**Given passage**
= = = = =

In the President's Secret Service
Page 14
Jarvis asked her to pinpoint where the limo was. She said it was at the air force base near Enid. He asked if she could take him to it; she agreed.
As they drove to the base, Jarvis asked the woman a series of questions to see if she had learned the location of the vehicle through some other means besides her clairvoyance: Did she know anyone who worked at the base? Had anyone told her that they had seen a cargo plane unload a limousine at the base?
As they drove toward the five hangars on the base, the woman gave Jarvis directions.
“As we got close to this one hangar, she said to slow down,” Jarvis says.
“Something is in that building right there,” the woman said.
“What do you mean?” Jarvis asked.
“Something important is in that building there.”
“Okay, but not the limo?”
“No,” the woman said.
As they drove past another hangar, the woman said it contained the limo. She then identified another hangar as containing something important.
Jarvis’s hunch was that the limo was in the firehouse bordering the runways. As it turned out, he was wrong and the psychic was right. Secret Service agents guard the president’s limo until he steps into it. Jarvis checked with them and learned that the hangar identified by the psychic as housing the limo did indeed contain two presidential limousines.
Jarvis mentioned to the woman that the president usually sits on the right side. She insisted that he would be sitting behind the driver. As the woman walked back to Jarvis’s car, he asked the special officer in charge of security for the limos what was in the other two hangars she had identified as containing something important.
“He said one contains Marine One, and the other contains other important assets for the president in case of emergencies,” Jarvis says.
Jarvis immediately briefed supervisors at the Secret Service Intelligence Division duty desk in Washington.
“You guys are going to think I’m crazy,” he said, and then related the information about the vision and how the woman had correctly led him to the president’s limo.
As Jarvis saw it, “We deal in the bizarre all the time. Nothing’s too wacky that hasn’t come across the duty desk report sheet. You’re just straight up and lay it out the way you see it. And together you examine and turn the thing over and make a determination.”

= = = = =

**Records shown**

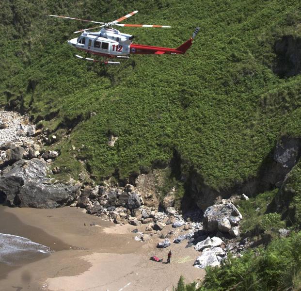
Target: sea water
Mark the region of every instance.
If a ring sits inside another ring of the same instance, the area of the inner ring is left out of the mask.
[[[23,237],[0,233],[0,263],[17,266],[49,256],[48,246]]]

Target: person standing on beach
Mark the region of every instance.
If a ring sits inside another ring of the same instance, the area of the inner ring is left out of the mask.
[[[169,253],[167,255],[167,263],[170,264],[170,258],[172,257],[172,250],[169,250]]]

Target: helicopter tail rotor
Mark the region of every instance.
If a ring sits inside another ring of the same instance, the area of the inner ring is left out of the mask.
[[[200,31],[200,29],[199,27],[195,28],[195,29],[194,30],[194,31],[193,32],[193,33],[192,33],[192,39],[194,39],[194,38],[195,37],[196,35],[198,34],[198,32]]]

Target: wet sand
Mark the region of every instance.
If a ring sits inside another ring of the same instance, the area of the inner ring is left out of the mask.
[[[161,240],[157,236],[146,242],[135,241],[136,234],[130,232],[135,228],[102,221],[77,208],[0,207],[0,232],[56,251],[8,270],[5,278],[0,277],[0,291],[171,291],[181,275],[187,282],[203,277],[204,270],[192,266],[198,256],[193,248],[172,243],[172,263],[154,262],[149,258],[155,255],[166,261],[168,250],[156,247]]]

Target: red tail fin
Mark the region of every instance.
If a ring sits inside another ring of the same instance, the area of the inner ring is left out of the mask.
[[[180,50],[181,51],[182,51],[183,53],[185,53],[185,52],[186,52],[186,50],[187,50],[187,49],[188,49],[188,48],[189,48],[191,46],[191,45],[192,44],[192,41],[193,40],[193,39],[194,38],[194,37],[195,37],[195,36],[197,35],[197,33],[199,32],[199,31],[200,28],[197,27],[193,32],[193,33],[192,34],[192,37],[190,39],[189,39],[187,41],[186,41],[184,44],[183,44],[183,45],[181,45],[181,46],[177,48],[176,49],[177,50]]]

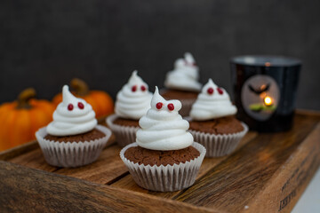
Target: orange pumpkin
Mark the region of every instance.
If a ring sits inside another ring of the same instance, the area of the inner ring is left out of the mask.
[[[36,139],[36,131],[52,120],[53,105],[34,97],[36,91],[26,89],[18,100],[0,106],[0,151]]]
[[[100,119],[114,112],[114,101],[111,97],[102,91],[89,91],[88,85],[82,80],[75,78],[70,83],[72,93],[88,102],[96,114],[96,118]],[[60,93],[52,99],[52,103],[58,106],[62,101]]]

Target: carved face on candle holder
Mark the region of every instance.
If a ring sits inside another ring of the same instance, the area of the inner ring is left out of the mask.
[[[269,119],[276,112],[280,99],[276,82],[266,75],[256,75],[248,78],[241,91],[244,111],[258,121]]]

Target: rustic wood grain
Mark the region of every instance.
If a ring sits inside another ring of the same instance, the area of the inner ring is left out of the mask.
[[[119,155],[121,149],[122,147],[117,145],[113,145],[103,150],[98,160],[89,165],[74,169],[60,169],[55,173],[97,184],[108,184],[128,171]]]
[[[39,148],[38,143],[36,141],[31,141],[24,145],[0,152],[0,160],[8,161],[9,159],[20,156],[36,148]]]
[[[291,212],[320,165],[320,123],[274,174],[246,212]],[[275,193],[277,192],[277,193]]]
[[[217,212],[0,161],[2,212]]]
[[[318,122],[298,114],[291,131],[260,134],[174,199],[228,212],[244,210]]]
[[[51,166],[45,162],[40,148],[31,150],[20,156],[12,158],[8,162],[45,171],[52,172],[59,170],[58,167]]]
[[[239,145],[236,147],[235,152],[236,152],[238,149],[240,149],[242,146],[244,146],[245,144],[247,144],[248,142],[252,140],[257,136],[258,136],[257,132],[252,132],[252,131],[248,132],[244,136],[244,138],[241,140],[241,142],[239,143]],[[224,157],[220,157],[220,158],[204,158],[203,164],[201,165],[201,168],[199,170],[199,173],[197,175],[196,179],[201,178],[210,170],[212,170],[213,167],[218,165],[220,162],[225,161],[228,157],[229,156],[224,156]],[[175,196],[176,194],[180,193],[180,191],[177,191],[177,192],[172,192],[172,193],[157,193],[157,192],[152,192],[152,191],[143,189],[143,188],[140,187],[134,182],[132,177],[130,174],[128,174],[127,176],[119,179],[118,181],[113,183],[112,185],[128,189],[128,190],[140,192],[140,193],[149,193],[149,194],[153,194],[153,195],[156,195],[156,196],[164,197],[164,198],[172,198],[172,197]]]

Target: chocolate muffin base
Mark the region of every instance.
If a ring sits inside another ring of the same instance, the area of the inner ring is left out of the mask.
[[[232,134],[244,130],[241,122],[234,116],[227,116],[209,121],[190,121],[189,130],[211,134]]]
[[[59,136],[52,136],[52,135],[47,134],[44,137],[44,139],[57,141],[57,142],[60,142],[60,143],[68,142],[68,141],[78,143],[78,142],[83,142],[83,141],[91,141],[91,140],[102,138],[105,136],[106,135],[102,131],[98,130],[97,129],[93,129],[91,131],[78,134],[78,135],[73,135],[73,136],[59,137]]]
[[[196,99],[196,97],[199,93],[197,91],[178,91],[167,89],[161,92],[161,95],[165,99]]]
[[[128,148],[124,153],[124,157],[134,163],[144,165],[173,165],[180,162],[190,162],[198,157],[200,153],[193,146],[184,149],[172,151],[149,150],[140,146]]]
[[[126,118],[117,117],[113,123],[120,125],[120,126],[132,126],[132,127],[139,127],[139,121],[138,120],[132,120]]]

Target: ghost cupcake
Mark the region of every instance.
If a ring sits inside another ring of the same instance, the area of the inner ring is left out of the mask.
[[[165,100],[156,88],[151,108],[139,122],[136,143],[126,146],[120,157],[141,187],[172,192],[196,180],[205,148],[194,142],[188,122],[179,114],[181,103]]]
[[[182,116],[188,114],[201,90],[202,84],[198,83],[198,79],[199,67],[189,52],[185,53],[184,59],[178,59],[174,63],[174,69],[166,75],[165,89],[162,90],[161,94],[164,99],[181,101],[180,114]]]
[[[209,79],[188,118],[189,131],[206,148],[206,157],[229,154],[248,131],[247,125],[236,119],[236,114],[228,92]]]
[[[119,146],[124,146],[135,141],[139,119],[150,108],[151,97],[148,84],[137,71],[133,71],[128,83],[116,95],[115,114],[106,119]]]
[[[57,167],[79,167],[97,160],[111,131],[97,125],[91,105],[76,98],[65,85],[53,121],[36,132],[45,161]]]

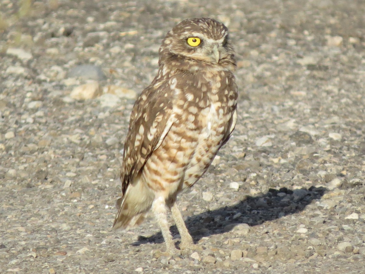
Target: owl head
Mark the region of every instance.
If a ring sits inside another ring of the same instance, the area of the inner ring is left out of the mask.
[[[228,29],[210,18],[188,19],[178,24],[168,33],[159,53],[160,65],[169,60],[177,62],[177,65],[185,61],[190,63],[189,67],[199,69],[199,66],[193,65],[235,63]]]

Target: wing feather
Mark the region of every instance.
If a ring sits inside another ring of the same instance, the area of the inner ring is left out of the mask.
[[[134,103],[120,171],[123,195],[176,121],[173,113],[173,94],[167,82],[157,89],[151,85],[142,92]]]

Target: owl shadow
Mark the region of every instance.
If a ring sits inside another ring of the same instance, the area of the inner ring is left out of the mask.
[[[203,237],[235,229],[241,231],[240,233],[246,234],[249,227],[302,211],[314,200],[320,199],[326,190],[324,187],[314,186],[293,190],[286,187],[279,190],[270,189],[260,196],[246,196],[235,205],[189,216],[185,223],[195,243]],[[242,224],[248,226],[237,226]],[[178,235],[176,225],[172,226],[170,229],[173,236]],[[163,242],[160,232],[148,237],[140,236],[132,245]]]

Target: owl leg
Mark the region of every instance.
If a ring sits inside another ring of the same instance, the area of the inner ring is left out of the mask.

= = = = =

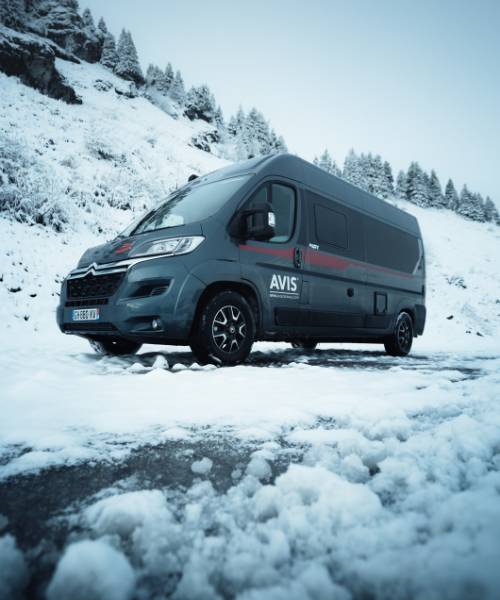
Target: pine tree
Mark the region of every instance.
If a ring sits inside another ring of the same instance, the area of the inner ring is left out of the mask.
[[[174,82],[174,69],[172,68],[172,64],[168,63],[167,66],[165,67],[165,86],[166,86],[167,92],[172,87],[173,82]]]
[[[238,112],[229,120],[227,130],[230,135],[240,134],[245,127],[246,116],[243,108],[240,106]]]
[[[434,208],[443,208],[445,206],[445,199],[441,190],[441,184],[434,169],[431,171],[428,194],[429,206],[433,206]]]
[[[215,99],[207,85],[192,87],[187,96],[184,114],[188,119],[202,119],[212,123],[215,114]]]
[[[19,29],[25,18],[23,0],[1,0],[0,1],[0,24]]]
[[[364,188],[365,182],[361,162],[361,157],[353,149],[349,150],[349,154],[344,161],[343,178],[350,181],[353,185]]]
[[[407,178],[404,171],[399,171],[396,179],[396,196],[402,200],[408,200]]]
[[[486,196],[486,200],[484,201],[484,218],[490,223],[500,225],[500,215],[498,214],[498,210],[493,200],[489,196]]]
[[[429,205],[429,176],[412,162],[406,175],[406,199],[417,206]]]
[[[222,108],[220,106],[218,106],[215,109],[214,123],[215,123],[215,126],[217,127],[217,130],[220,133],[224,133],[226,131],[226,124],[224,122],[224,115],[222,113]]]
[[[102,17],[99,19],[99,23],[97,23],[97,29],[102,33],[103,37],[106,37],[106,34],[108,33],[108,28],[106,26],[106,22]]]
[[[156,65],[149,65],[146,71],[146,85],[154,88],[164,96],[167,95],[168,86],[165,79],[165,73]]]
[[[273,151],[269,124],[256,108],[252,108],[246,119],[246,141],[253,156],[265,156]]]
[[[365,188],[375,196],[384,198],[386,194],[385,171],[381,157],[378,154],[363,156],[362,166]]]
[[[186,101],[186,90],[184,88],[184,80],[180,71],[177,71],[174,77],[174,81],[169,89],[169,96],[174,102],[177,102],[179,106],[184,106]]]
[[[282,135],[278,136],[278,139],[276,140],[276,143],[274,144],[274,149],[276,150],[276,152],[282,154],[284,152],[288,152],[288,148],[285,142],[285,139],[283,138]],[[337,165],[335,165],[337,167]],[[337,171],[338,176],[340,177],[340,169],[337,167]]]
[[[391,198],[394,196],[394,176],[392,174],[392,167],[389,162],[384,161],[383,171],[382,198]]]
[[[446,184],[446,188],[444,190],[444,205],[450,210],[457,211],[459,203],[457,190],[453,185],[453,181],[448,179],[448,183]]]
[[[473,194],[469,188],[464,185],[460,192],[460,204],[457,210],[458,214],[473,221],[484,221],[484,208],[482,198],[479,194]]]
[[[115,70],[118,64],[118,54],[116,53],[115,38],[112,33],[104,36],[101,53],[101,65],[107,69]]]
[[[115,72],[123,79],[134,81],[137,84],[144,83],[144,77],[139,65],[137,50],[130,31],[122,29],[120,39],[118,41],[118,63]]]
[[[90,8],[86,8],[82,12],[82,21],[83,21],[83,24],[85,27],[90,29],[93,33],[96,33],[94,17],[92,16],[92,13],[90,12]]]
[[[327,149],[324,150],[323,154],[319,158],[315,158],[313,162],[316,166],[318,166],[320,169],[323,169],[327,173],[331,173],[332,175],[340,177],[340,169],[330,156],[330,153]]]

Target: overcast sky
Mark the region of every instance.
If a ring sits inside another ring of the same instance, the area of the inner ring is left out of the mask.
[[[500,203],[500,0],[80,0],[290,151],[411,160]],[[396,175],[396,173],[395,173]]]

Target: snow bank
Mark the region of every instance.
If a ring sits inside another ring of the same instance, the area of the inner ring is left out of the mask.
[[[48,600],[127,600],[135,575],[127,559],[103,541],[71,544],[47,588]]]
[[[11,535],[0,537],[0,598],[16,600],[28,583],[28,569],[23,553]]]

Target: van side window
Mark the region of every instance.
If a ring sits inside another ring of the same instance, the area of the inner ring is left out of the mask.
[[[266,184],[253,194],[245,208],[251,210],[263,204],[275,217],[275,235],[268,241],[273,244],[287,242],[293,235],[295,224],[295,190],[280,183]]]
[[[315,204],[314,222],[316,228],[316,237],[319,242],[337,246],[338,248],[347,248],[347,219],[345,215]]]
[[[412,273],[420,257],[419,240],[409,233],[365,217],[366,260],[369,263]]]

= = = = =

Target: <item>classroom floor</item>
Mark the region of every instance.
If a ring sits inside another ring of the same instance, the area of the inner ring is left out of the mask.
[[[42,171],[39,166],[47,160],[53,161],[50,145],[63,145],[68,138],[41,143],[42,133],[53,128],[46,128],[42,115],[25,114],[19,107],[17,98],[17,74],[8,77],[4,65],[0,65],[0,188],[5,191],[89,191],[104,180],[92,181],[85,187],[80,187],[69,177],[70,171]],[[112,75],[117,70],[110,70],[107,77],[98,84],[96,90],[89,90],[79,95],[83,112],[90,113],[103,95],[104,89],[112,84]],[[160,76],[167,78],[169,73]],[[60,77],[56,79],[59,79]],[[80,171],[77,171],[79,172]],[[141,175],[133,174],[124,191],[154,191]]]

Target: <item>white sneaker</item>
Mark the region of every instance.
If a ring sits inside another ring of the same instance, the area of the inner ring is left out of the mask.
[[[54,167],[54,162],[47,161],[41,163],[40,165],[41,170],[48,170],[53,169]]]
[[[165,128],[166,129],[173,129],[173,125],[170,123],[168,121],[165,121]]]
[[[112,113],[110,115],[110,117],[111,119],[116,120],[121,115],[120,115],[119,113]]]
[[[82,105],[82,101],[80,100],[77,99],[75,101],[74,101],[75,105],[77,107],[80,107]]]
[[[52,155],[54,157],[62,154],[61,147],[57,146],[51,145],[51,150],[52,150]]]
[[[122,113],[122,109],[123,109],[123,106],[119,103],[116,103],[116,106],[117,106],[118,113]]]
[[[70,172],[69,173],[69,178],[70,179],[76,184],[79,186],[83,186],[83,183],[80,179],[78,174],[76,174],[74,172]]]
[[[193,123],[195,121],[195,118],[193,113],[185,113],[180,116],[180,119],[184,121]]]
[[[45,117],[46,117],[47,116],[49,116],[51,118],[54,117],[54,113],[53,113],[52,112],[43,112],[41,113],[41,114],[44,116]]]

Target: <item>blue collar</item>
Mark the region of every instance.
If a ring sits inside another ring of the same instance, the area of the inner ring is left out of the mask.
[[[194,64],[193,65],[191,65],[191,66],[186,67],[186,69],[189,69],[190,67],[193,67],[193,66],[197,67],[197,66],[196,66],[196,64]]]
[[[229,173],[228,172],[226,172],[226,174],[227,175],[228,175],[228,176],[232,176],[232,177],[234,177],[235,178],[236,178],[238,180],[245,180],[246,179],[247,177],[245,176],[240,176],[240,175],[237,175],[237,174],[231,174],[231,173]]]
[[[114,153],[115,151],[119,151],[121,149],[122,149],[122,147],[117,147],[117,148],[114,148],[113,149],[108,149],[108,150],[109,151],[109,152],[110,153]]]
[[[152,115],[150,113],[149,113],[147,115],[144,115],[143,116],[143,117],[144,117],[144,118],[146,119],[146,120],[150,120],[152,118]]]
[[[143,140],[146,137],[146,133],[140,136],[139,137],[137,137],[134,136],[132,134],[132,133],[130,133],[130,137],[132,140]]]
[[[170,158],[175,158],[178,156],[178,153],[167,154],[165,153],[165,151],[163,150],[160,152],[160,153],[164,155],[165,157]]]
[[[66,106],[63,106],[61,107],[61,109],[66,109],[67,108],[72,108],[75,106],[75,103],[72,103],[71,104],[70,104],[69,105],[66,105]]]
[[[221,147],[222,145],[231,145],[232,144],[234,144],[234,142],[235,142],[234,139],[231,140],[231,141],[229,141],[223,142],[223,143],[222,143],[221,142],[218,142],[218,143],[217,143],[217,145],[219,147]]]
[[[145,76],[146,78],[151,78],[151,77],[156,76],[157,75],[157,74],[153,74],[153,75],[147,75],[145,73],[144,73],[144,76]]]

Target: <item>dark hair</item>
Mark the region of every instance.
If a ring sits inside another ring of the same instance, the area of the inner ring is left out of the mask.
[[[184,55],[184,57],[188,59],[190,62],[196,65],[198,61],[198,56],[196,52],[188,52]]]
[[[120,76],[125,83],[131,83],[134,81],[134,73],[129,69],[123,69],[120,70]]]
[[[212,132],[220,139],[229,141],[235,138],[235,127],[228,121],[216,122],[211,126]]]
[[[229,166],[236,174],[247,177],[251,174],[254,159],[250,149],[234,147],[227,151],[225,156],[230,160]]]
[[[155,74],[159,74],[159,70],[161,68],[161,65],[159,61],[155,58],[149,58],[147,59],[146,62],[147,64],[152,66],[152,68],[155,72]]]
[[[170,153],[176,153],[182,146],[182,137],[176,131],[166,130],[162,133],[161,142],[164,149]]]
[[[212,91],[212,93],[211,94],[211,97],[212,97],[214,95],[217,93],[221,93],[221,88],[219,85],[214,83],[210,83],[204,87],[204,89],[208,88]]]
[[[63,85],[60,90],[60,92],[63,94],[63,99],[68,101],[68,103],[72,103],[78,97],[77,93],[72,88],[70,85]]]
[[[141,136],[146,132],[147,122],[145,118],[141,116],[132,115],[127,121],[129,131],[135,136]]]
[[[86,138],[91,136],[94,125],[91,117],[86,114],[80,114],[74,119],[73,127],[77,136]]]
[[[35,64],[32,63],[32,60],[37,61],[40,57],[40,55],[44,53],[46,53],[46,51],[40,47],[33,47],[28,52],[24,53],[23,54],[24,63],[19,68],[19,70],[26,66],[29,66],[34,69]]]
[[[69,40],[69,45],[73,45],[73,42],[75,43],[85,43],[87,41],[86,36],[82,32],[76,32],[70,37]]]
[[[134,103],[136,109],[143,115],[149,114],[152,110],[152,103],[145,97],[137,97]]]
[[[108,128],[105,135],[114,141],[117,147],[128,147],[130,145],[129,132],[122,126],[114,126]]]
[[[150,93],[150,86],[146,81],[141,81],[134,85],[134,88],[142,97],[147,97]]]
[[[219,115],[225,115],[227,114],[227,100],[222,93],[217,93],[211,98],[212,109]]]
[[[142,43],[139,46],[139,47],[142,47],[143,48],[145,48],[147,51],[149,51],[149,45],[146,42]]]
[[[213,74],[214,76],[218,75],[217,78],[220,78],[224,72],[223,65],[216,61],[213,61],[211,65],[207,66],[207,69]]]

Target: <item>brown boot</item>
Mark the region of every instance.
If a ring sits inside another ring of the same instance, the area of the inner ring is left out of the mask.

= = = = =

**Tasks to complete**
[1] Return the stretch of the Secret Service excerpt from "As they drove toward" through "hangar as containing something important.".
[2] In the Secret Service excerpt, what did the hangar that the psychic identified as housing the limo actually contain?
[3] Write what comes next in the Secret Service excerpt, picking up after its final sentence.
The rows play no part in this.

**Answers to each task**
[1]
As they drove toward the five hangars on the base, the woman gave Jarvis directions.
“As we got close to this one hangar, she said to slow down,” Jarvis says.
“Something is in that building right there,” the woman said.
“What do you mean?” Jarvis asked.
“Something important is in that building there.”
“Okay, but not the limo?”
“No,” the woman said.
As they drove past another hangar, the woman said it contained the limo. She then identified another hangar as containing something important.

[2] Two presidential limousines.

[3]
At one A.M., Jarvis called the head of the advance team and briefed him. However, since the psychic seemed to have been wrong about what clothes Bush would be wearing and about where he would be sitting, they dismissed their concerns. Still, that morning before Bush left for Oklahoma, the head of the advance team informed detail leaders based in W-16 at the White House about the bizarre tale.
Jarvis then discussed the matter with the agent in charge of the motorcade. He asked if the motorcade route would take the president by an overpass. The agent said it would.
“Do you have an alternate motorcade route?”
“Sure. We always do,” the agent replied.
That morning, Air Force One landed. Known by the Secret Service code name Angel, Air Force One got its name when Dwight D. Eisenhower—code-named Providence—was president. Prior to that, the aircraft used by Franklin D. Roosevelt and Harry S. Truman had been known by air force designations. Because a flight controller mistook the president’s plane for a commercial one, the pilot suggested calling the plane the president was using Air Force One.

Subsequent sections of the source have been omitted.